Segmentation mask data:
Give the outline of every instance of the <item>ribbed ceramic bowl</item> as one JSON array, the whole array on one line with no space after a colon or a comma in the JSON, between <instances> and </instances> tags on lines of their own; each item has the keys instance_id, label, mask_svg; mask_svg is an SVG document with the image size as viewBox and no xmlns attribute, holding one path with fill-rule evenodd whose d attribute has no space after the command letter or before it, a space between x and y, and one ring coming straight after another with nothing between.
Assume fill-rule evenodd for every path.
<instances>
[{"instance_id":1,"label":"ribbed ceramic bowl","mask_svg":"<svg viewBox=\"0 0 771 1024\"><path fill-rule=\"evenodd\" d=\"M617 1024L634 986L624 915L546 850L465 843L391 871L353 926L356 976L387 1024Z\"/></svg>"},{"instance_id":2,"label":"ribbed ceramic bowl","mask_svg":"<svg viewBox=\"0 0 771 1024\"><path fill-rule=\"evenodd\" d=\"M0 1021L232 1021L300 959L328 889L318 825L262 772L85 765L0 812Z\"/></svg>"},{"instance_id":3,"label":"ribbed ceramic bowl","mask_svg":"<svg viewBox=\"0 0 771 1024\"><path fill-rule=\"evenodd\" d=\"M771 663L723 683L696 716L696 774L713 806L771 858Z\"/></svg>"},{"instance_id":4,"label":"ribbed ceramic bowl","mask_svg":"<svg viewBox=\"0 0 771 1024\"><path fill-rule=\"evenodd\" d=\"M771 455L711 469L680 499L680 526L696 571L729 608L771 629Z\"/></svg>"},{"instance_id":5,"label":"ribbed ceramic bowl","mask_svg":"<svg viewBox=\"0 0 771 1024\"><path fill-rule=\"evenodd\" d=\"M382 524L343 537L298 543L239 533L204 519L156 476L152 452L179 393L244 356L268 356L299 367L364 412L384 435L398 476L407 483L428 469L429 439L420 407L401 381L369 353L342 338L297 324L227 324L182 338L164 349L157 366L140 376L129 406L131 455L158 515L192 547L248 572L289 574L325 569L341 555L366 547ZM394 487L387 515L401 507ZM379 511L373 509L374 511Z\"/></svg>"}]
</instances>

» **Activity**: Repeat the records. Match them exactly.

» **Expected output**:
Give the outline of every instance of the <item>ribbed ceramic bowl</item> as one JSON array, the whole array on one line with no space after a colon or a comma in the JSON, between <instances> and </instances> tags on lines of their own; each item has the keys instance_id, label, mask_svg; mask_svg is an SVG document with the image size as viewBox and no xmlns attribute, holding one path with fill-rule evenodd whose d attribute has no space after the command letter or before it, a space between x and y, and one ring coming straight after another with nothing between.
Assume fill-rule evenodd for every path.
<instances>
[{"instance_id":1,"label":"ribbed ceramic bowl","mask_svg":"<svg viewBox=\"0 0 771 1024\"><path fill-rule=\"evenodd\" d=\"M617 1024L634 986L624 915L546 850L465 843L391 871L353 926L356 976L387 1024Z\"/></svg>"},{"instance_id":2,"label":"ribbed ceramic bowl","mask_svg":"<svg viewBox=\"0 0 771 1024\"><path fill-rule=\"evenodd\" d=\"M0 1021L232 1021L300 959L328 889L318 825L262 772L85 765L0 812Z\"/></svg>"},{"instance_id":3,"label":"ribbed ceramic bowl","mask_svg":"<svg viewBox=\"0 0 771 1024\"><path fill-rule=\"evenodd\" d=\"M771 663L723 683L696 716L696 774L713 806L771 858Z\"/></svg>"},{"instance_id":4,"label":"ribbed ceramic bowl","mask_svg":"<svg viewBox=\"0 0 771 1024\"><path fill-rule=\"evenodd\" d=\"M771 455L711 469L680 499L680 526L696 571L729 608L771 629Z\"/></svg>"},{"instance_id":5,"label":"ribbed ceramic bowl","mask_svg":"<svg viewBox=\"0 0 771 1024\"><path fill-rule=\"evenodd\" d=\"M382 524L343 537L298 543L239 533L204 519L156 476L152 452L179 393L244 356L268 356L299 367L364 412L384 435L398 476L407 483L428 469L429 439L420 407L401 381L369 353L342 338L297 324L227 324L182 338L164 349L157 366L140 376L129 406L131 455L158 515L192 547L248 572L289 574L325 569L341 555L366 547ZM394 487L387 515L401 507ZM379 511L373 509L374 511Z\"/></svg>"}]
</instances>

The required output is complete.